* [What is needed]
Edit the proposed Monopoly rules below between "8) Rather than" and "the whole thing.", inclusive, and give that part again with "private jets" replaced by "luxury yachts".

2) The idea of jail is also antiquated. Industrialists don’t go to jail. If you land on that square you can get a light slap on the wrist, say, a fine of 10 percent. The percentage will, in keeping with this theme, be inversely proportional to wealth. Your rich? No consequences.

3) Speaking of no consequences, let’s talk about banking. It used to be that the banker was basically a teller, giving people there allotted sums and doing basic math. No more. The banker will now take a percentage on every deal and win the game if he can accumulate more wealth than every other player combined.

4) But the banker won’t be the only one with money. Players should be allowed to invest in each other, serving on each other’s boards and entwining their corporate entities. Excellent players will be able to come from behind by making their ownership stakes in other players so confusing that no one can figure out who owns what.

5) Whoever is winning can determine what they want one of the dice to read before rolling the other. Luck is a thing that poor people wish for and the well-to-do call “planning.”

6) The concept of cheating is outdated. If the bank doesn’t catch you passing bad bills or you manage a bit of misdirection when you’re supposed to be paying a fine, that’s a good thing. If someone calls you on it after your turn is over, that’s too late – statute of limitations and all that.

7) “Community Chest” sounds like a particularly tasteless thing to call a woman and we can’t have that sort of misogyny in a modern game. It will be replaced with the Patent Pile, which will allow players to either “Disrupt” industries and steal properties from other players or charge other players for the continued use of the technologies that allow the industries they’ve cornered to run. Patent trolling will be a legitimate tactic.

8) Rather than railroads, the board will feature private jets. They will be exorbitantly expensive, less than helpful, and extremely cool.

9) Instead of ending when everyone gets fed up, new Monopoly will end when a random person who is unclear on the rules of the game walks into the room. This person will preside over a round of lawsuits (everyone sues everyone), awarding penalties and destroying businesses with impunity. Whoever convinces this person to let them keep the most money wins. This person will be encouraged to be self righteous about the whole thing.

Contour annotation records
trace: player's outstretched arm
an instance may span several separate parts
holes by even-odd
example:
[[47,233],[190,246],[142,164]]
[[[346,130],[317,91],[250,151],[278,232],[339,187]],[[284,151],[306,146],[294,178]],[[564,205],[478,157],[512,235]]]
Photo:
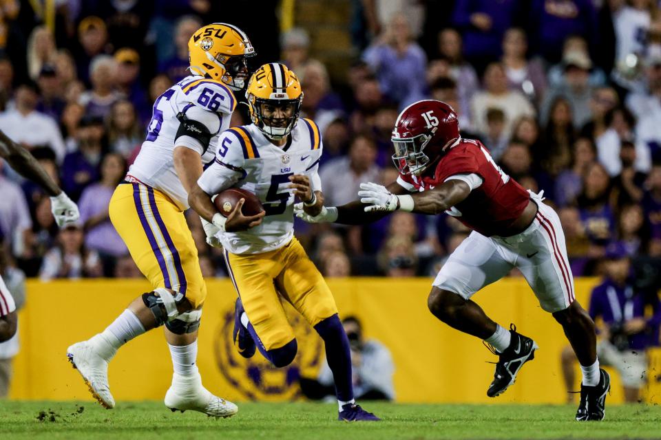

* [The reply]
8) Rather than railroads, the board will feature luxury yachts. They will be exorbitantly expensive, less than helpful, and extremely cool.

9) Instead of ending when everyone gets fed up, new Monopoly will end when a random person who is unclear on the rules of the game walks into the room. This person will preside over a round of lawsuits (everyone sues everyone), awarding penalties and destroying businesses with impunity. Whoever convinces this person to let them keep the most money wins. This person will be encouraged to be self righteous about the whole thing.